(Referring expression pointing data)

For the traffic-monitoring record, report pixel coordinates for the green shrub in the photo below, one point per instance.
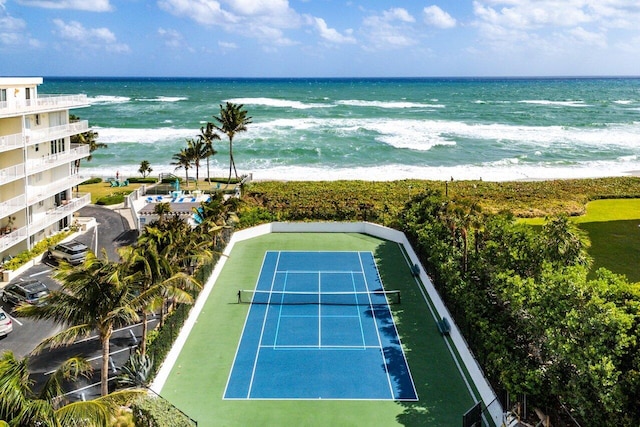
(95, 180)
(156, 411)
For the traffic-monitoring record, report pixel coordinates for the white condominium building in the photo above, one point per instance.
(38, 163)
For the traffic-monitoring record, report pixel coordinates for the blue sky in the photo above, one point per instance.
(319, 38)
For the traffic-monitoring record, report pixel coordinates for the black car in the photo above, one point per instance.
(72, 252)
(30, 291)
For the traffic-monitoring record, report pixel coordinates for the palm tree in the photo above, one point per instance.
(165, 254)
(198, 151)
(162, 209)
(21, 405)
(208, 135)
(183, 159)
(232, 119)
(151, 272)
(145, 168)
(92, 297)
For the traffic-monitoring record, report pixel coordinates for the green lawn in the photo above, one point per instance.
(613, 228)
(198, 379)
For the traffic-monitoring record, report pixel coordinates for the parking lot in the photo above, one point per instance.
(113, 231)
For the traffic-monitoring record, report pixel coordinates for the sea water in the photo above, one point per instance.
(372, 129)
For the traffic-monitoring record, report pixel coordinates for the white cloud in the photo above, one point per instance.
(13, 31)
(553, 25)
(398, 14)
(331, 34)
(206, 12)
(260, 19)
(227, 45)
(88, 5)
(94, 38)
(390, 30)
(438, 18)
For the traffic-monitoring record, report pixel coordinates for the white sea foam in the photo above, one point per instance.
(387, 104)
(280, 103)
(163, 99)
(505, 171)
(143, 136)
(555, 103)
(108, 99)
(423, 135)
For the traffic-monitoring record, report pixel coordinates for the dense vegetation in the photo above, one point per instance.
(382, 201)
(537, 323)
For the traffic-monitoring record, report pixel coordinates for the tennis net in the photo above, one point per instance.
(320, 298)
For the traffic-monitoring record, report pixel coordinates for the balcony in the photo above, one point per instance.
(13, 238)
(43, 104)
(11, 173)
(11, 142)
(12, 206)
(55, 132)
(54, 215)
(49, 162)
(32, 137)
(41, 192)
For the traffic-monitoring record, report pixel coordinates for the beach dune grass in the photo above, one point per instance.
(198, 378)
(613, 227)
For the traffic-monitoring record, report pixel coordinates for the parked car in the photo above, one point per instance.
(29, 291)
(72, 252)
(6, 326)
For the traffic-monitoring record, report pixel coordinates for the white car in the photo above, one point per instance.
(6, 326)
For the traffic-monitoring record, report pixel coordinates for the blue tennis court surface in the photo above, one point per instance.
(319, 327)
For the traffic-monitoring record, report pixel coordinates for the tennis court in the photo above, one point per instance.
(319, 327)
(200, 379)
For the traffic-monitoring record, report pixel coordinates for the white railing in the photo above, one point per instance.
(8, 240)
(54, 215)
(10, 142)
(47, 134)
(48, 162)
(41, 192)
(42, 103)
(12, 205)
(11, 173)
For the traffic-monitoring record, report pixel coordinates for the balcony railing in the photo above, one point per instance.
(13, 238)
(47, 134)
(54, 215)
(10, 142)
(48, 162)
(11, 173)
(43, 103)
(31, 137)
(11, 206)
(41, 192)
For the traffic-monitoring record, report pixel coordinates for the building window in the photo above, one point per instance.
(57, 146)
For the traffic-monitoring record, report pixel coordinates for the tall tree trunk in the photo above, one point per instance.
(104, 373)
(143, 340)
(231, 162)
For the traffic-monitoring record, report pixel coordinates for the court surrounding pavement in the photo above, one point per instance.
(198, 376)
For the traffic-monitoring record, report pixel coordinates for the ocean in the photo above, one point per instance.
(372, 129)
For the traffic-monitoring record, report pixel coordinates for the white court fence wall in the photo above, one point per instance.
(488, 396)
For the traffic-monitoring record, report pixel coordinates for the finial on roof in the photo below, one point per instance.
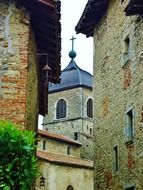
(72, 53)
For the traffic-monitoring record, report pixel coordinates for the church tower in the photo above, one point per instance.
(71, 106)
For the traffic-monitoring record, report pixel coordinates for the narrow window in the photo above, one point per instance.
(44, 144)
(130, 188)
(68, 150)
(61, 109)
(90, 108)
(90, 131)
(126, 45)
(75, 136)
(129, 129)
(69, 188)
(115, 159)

### Task item
The answer must be an exact copy of every record above, minus the pictures.

### Result below
For the traffic-monitoring record, report pixel coordinates for the green shrub in the photo below, one point per instance.
(95, 180)
(156, 411)
For the traffic-monitoring record, report pixel coordinates for the white condominium building in the photo above, one point per instance.
(38, 163)
For the traffic-monitoring record, report pixel coordinates for the blue sky in the photo above, one point per instance.
(319, 38)
For the traffic-monitoring record, report pixel coordinates for the black car in the photo above, one point per instance.
(72, 252)
(30, 291)
For the traffic-monitoring record, report pixel coordinates for the palm tree in the photo above, one point per instance.
(165, 254)
(198, 151)
(162, 209)
(21, 405)
(208, 135)
(183, 159)
(232, 119)
(151, 272)
(145, 168)
(92, 297)
For the traffic-monitoring record, report pixel coordinates for the green lawn in the photo above, one point per instance.
(613, 228)
(198, 379)
For the traffic-monitoring record, report pixel coordinates for the parking lot in the photo above, one point per instance.
(113, 231)
For the traffic-monitoring record, report pixel coordinates for the sea water in the photo above, one point per instance.
(372, 129)
For the traffic-monitoring record, report pixel coordinates for the white cloud in the photo above, one point per instance.
(13, 31)
(553, 25)
(398, 14)
(331, 34)
(206, 12)
(260, 19)
(227, 45)
(88, 5)
(94, 38)
(390, 30)
(438, 18)
For the traffic-monitoring record, report pixel coordinates for the white sea foam in the photo above, one point per instance.
(387, 104)
(280, 103)
(163, 99)
(505, 171)
(143, 136)
(555, 103)
(108, 99)
(423, 135)
For the traffic-monitoring record, report pixel coordinates for the dense vegetation in the photo above, one point per instance.
(382, 201)
(537, 323)
For the traffic-monitoring record, report pixel coordinates for the tennis net in the photo above, one point per instance.
(320, 298)
For the traffic-monitoring record, report pixel coordinates for the balcony in the photo above, one point per instance.
(13, 238)
(43, 104)
(11, 173)
(11, 142)
(12, 206)
(55, 132)
(54, 215)
(49, 162)
(32, 137)
(41, 192)
For the traffic-monitoring record, report pixel coordinates for the beach dune grass in the photo above, one point per instance.
(198, 378)
(613, 227)
For the traffic-monitoring record, report pixel coordinates for the parked car in the photo above, one point per instance.
(29, 291)
(72, 252)
(6, 326)
For the traffic-monitoring record, report pixel coordinates for the white car in the photo above, one point per instance.
(6, 326)
For the traffic-monitoring record, report pixel coordinates for the blue tennis court surface in the photo above, one point per instance.
(319, 327)
For the traffic-monitoring record, report pixel coordinates for the tennis court in the photo above, one point per instance.
(319, 327)
(200, 379)
For the traffic-monitoring record, report pixel coordinates for the white railing in the photo above, one point per instance.
(8, 240)
(54, 215)
(10, 142)
(47, 134)
(48, 162)
(41, 192)
(42, 103)
(12, 205)
(11, 173)
For the traffic-monitoring record, report pixel coordinates for the balcony railing in the photo above, one point per instance.
(13, 238)
(47, 134)
(54, 215)
(10, 142)
(48, 162)
(11, 173)
(43, 103)
(31, 137)
(11, 206)
(41, 192)
For the traffic-monitoring record, report pixel coordinates for the building window in the photo above, one point per instance.
(57, 146)
For the traffic-monitoring record, report pixel coordinates for the tall tree trunk in the photo above, one point per instance.
(104, 373)
(143, 340)
(231, 162)
For the traffic-monitoring record, report pixel coordinates for the court surrounding pavement in the photo above, one point per instance.
(198, 376)
For the traffic-monitoring record, report pixel coordinates for the ocean in the photo above, one point per instance.
(372, 129)
For the traffic-monitoring record, report pixel coordinates for the white court fence wall in the photo above, one point per instance.
(488, 396)
For the traffic-monitoring record, report pixel coordinates for the finial on roof in the photo below, one point per instance.
(72, 53)
For the traffic-monitoring record, report pixel coordinates for the church tower in the photo above, one point per instance.
(71, 106)
For the traffic-monitoring record, report pixel coordinates for the narrow window in the photo above, one point per instance.
(44, 144)
(130, 188)
(68, 150)
(61, 109)
(90, 108)
(90, 131)
(126, 45)
(75, 136)
(129, 129)
(69, 188)
(115, 159)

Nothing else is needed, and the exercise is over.